### WHAT IS EXPECTED
The response must consist of the lines below from the one with "<point>225,24</point>" through the one with "Find every instance of the street", exactly as they appear and with both ends kept.

### Records from a data source
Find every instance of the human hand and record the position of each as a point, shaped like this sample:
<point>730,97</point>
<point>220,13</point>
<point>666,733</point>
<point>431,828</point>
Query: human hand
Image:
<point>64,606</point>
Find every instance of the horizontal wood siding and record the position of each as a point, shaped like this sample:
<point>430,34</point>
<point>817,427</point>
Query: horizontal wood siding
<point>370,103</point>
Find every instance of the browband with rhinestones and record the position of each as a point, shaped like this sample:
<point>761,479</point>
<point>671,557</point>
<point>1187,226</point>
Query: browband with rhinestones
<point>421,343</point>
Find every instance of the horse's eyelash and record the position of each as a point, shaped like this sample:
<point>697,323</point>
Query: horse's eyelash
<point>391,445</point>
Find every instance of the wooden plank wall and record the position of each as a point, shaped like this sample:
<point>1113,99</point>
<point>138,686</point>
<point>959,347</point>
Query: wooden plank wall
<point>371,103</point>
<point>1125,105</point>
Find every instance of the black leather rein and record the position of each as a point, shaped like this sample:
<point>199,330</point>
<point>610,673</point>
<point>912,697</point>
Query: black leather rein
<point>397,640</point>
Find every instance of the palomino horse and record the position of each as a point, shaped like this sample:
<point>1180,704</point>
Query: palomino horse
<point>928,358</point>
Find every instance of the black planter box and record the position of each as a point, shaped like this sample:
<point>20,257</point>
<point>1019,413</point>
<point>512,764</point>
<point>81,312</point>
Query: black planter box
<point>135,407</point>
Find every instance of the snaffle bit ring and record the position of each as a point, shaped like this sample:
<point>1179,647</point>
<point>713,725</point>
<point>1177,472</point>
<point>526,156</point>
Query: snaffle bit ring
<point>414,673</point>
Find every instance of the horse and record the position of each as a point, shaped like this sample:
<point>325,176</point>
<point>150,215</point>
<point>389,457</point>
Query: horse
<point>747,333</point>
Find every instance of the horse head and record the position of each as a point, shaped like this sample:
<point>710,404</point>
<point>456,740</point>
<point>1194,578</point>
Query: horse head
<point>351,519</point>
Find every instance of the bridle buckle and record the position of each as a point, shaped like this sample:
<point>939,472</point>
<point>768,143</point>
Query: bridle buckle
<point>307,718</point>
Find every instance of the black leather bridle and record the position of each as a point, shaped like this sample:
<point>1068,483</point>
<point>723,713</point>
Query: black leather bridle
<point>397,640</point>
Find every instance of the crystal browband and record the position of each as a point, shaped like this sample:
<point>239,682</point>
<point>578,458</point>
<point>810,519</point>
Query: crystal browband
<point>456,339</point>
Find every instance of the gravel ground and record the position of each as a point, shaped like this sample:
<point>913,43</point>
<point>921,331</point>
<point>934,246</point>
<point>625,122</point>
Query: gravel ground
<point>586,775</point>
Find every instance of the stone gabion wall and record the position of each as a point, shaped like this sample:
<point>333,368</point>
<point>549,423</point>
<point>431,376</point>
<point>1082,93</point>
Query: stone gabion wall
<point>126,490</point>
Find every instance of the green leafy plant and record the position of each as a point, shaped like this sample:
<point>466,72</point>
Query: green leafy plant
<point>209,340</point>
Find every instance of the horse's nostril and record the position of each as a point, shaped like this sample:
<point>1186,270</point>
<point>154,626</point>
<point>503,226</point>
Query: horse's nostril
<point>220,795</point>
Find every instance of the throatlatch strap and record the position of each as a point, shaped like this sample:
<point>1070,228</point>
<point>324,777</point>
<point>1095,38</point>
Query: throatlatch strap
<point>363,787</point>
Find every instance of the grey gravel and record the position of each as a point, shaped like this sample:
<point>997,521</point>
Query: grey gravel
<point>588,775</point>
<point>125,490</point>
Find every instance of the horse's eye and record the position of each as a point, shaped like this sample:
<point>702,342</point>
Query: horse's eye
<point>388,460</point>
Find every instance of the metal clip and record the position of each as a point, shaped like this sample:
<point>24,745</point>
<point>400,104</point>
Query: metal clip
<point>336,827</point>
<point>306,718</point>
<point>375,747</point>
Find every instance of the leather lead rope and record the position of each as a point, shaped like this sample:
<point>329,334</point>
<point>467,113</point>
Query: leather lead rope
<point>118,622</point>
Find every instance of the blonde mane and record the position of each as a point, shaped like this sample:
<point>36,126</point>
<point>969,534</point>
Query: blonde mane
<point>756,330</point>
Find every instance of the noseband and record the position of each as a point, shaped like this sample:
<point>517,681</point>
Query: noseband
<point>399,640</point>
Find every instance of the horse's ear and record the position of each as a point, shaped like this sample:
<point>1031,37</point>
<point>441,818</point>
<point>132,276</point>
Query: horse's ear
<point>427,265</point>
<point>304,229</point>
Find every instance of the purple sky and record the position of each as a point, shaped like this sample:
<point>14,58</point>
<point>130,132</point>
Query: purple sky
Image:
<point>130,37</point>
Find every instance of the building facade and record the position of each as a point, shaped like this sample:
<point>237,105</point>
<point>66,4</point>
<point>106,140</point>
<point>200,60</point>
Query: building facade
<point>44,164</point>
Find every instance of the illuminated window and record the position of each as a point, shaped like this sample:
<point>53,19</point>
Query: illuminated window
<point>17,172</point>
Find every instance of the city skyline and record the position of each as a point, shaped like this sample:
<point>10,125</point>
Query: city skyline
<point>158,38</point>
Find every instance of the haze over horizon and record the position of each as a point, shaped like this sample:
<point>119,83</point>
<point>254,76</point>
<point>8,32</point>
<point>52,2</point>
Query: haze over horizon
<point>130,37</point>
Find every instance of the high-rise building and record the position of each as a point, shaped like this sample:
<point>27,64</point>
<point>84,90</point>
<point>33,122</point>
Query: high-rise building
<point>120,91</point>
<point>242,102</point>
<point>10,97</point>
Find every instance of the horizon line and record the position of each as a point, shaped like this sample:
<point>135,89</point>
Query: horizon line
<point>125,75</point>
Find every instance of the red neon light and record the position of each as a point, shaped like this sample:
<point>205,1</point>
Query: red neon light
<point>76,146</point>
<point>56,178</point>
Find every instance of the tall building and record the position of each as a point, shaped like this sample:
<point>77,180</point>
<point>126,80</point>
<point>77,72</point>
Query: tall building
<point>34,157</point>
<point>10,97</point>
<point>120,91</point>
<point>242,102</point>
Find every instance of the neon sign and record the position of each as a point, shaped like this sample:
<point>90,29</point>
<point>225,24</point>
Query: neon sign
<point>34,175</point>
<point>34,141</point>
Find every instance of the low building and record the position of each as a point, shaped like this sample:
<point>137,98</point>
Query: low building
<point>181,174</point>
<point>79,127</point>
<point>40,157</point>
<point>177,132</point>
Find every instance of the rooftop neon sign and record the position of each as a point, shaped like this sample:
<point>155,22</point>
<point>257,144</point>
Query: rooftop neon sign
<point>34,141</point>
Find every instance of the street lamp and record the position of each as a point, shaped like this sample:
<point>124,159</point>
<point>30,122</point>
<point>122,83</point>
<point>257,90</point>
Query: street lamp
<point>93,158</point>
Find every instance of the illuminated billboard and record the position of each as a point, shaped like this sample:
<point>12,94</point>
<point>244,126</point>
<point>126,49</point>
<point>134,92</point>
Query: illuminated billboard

### RESPONSE TO THE EXERCISE
<point>225,24</point>
Query: neon sign
<point>34,175</point>
<point>34,141</point>
Find every instance of the low building and record the position of each as a point, shaped like this sample:
<point>137,98</point>
Query: low building
<point>181,174</point>
<point>79,127</point>
<point>40,157</point>
<point>177,132</point>
Find every instance of the rooftop neon sign and record the position of each as a point, shaped like this sample:
<point>155,22</point>
<point>257,144</point>
Query: rooftop neon sign
<point>34,141</point>
Find every instance of the street lamp and record the position of each as a point, shaped like this sample:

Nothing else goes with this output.